Charles Richet and Anaphylaxis

Charles Richet

Charles Richet (1850-1935)

On August 26, 1850French physiologist and Nobel Laureate Charles Robert Richet was born. Initially, he investigated a variety of subjects such as neurochemistry, digestion, thermoregulation in homeothermic animals, and breathing. He coined the term “anaphylaxis” meaning “against protection” to describe the subject of his research, when he found a second vaccinating dose of sea anemone toxin caused a dog’s death. Charles Richet won the Nobel Prize “in recognition of his work on anaphylaxis” in 1913.

Charles Richet was born in Paris as the son of Alfred Richet, Professor of Clinical Surgery at the local Faculty of Medicine and his wife Eugenie. Charles became a doctor of medicine himself in 1869 and almost ten years later, doctor of sciences.Richet spent a period of time as an intern at the Salpêtrière hospital in Paris, where he observed Jean-Martin Charcot‘s work with then so called “hysterical” patients.[5] 

He was appointed professor of physiology in the late 1880s at the Faculty of Medicine, Paris. Richet became the editor of the ‘Revue Scientifique‘ in 1878 and the co-editor of the Journal de Physiologie et de Pathologie Générale in 1917. During his career, Charles Richet published works on physiology, physiological chemistry, experimental pathology, normal and pathological psychology. In the field of physiology, Richet worked on a mechanism of the thermoregulation in homeothermic animals and in the field of experimental therapeutics, Charles Richet performed experiments on vaccination and tuberculosis.

However, Charles Richet is best known for his research on anaphylaxis. In his experiments, Richet injected a dog with sea anemone toxin in an attempt to protect it. Even though the dog had previously tolerated the toxin, after re-exposing it three weeks later, the dog developed anaphylaxis. Thus instead of inducing tolerance (prophylaxis), when lethal responses resulted from previously tolerated doses, he coined the word anaphylaxis – without protection. He was subsequently awarded the Nobel Prize in Physiology or Medicine.

TASK REQUIREMENTS
Can you pull out the full text of the Charles Richet piece above and reproduce it word for word?

DATASET EXTRACT

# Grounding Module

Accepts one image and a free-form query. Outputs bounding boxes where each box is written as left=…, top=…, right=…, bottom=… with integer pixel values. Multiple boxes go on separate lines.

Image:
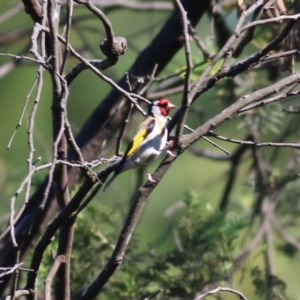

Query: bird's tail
left=103, top=173, right=118, bottom=192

WRITTEN SOLUTION
Charles Richet and Anaphylaxis

Charles Richet

Charles Richet (1850-1935)

On August 26, 1850French physiologist and Nobel Laureate Charles Robert Richet was born. Initially, he investigated a variety of subjects such as neurochemistry, digestion, thermoregulation in homeothermic animals, and breathing. He coined the term “anaphylaxis” meaning “against protection” to describe the subject of his research, when he found a second vaccinating dose of sea anemone toxin caused a dog’s death. Charles Richet won the Nobel Prize “in recognition of his work on anaphylaxis” in 1913.

Charles Richet was born in Paris as the son of Alfred Richet, Professor of Clinical Surgery at the local Faculty of Medicine and his wife Eugenie. Charles became a doctor of medicine himself in 1869 and almost ten years later, doctor of sciences.Richet spent a period of time as an intern at the Salpêtrière hospital in Paris, where he observed Jean-Martin Charcot‘s work with then so called “hysterical” patients.[5] 

He was appointed professor of physiology in the late 1880s at the Faculty of Medicine, Paris. Richet became the editor of the ‘Revue Scientifique‘ in 1878 and the co-editor of the Journal de Physiologie et de Pathologie Générale in 1917. During his career, Charles Richet published works on physiology, physiological chemistry, experimental pathology, normal and pathological psychology. In the field of physiology, Richet worked on a mechanism of the thermoregulation in homeothermic animals and in the field of experimental therapeutics, Charles Richet performed experiments on vaccination and tuberculosis.

However, Charles Richet is best known for his research on anaphylaxis. In his experiments, Richet injected a dog with sea anemone toxin in an attempt to protect it. Even though the dog had previously tolerated the toxin, after re-exposing it three weeks later, the dog developed anaphylaxis. Thus instead of inducing tolerance (prophylaxis), when lethal responses resulted from previously tolerated doses, he coined the word anaphylaxis – without protection. He was subsequently awarded the Nobel Prize in Physiology or Medicine.